Athlete and missionary Eric Liddell had been largely forgotten until the 1981 film Chariots of Fire reminded the world of him.
Liddell was born in China to Scottish missionaries in 1902. At the age of five, he was sent to a London boarding school while his parents continued in China. For twelve years they had only brief times of family reunion.
Liddell grew up surrounded by Christianity and acquired a firm faith at a young age. He studied science at Edinburgh University where, despite a reserved and shy personality, he became involved in evangelistic preaching with the Christian Union.
That Liddell had outstanding sporting ability was something that had been identified at school, and at university he played for Scotland’s national rugby team. In 1923 he shifted his focus to athletics where he was soon recognised as the fastest runner in Scotland. Liddell was selected for the British team for the 1924 Olympics in Paris with the expectation that he would run in several races, including the 100 metres where he was tipped to be the likely winner. However, holding beliefs on sport on the Lord’s Day, he refused to take part in the heats that would be held on a Sunday. His action brought him under enormous pressure from both the British Olympics management and the popular press to compromise his faith. He refused to yield.
In the 200m Liddell won a bronze medal. He prepared for the 400m, a distance over which he was not expected to do well. On the morning of the race, he was handed a paper which read, ‘In the old book it says, “He that honours me, I will honour.”’ Recognising the words from 1 Samuel 2:30, Liddell was encouraged. He took the race at a sprint pace and won, breaking the Olympic and world records. Already well known because of his moral battle, Liddell’s dramatic and unexpected victory now made him a global celebrity.
After the Olympics, Liddell continued to compete but, rejecting various appealing offers associated with sport, expressed his firm belief that ‘God made him for China’. In 1925 he returned to north China as a teacher in a missionary college. In China, Liddell, busy with work and evangelism, continued to compete occasionally. He travelled to Scotland in 1930 to be trained and ordained in the Congregational Church of Scotland and, returning to China, married Florence Mackenzie whose parents were Canadian missionaries.
During the 1930s a brutal three-way war between the Nationalists, the Communists and the invading Japanese made China perilous. With the situation becoming ever more dangerous, Liddell, his wife and their two daughters made a final visit to Scotland in 1939 before returning to China. By 1941 Japanese attacks meant that British nationals were advised to leave. Liddell said goodbye to his children and his wife, now pregnant with their third child, while he himself stayed on at a rural mission station with his brother Rob who was a doctor. It was a difficult, dangerous and wearying time.
In 1943, along with other missionaries and foreigners, Liddell was interned by the Japanese and sent to a brutal prison camp where conditions were harsh and insanitary. There, Liddell became a leader, helping the elderly, encouraging the depressed, defusing quarrels and teaching Bible classes. He studied the Bible and prayed deeply both for inmates and for the Japanese. He wrote a book on discipleship, which is still in print, and was able to maintain an interrupted correspondence with Florence in Canada.
§ §
Action item:
Decide whether each statement below agrees with the account of Eric Liddell, answering yes or no and quoting the words of the account that settle it.
1. Liddell was born in Scotland.
2. Liddell won a bronze medal in the 200m.
3. Florence Mackenzie's parents were Canadian missionaries.

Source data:
§ §
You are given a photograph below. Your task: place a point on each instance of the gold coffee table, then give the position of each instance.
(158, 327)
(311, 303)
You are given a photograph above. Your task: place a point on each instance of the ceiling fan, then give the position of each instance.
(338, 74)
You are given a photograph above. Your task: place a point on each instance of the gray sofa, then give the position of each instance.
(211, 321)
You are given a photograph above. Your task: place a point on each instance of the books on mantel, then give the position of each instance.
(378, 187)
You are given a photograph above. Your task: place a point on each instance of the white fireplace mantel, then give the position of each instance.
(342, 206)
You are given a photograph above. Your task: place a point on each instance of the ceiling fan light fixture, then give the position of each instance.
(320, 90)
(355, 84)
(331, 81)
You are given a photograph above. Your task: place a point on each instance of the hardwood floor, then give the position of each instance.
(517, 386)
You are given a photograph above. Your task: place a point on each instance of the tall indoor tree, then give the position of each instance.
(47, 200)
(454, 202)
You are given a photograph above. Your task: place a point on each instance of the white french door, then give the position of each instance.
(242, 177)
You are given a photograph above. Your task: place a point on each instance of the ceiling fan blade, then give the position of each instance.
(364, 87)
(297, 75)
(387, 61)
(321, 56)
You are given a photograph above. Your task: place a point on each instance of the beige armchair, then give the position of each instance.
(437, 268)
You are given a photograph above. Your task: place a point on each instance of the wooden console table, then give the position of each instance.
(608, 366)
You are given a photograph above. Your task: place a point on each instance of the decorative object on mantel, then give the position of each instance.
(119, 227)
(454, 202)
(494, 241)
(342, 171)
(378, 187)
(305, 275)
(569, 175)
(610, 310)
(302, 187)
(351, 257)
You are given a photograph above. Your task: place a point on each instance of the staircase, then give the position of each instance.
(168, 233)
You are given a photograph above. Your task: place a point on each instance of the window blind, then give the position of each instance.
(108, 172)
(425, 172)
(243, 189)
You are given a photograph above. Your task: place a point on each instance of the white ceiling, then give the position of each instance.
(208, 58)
§ §
Exercise response:
1. No: "Liddell was born in China to Scottish missionaries in 1902."
2. Yes: "In the 200m Liddell won a bronze medal."
3. Yes: "married Florence Mackenzie whose parents were Canadian missionaries."